- **PROBLEM REQUIREMENTS**:
Can you pick out every line in the records that contains the word "looks" and copy each of those lines?

- **EXTRACTED MATERIAL**:
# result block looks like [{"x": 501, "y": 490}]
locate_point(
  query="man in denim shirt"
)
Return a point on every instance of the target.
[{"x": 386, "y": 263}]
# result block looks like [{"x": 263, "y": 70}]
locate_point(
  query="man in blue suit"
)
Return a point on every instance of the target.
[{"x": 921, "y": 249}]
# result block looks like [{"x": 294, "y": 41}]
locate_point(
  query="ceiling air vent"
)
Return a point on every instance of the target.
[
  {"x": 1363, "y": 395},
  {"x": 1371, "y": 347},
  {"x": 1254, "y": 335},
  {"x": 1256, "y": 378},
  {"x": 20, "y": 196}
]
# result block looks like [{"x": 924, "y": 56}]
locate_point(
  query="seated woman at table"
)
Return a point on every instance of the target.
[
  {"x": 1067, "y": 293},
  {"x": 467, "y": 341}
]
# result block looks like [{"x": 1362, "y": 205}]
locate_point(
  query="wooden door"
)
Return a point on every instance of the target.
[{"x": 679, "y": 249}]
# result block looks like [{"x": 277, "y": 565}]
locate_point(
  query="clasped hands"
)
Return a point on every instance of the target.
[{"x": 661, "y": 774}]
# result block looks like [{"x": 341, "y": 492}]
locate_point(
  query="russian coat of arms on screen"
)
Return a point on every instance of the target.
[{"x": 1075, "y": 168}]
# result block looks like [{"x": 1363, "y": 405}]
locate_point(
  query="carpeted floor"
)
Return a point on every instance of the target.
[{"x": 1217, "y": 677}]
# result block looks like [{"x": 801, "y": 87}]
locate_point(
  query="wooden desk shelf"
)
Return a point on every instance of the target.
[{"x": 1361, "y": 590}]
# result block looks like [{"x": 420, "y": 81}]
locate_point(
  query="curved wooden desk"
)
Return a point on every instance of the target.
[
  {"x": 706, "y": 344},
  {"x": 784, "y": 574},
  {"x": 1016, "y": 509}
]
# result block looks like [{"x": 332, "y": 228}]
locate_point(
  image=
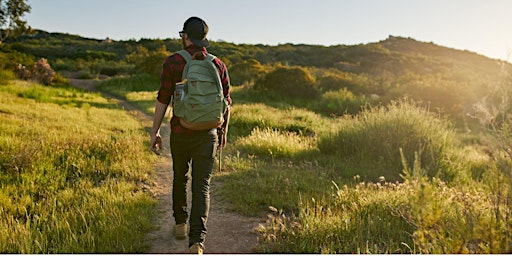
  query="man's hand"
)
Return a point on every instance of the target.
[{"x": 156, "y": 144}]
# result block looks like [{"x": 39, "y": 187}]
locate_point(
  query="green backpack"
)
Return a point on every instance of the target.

- **TASK SOLUTION**:
# result block looks like [{"x": 501, "y": 490}]
# result block looks like [{"x": 263, "y": 70}]
# result block looks like [{"x": 294, "y": 41}]
# result block looks like [{"x": 924, "y": 56}]
# result block looks like [{"x": 1362, "y": 205}]
# result block looks like [{"x": 277, "y": 565}]
# result block looks like [{"x": 341, "y": 492}]
# result block looks like [{"x": 1363, "y": 405}]
# result block looks like [{"x": 801, "y": 87}]
# result block looks like [{"x": 420, "y": 81}]
# result block looks like [{"x": 332, "y": 228}]
# result block looks like [{"x": 39, "y": 187}]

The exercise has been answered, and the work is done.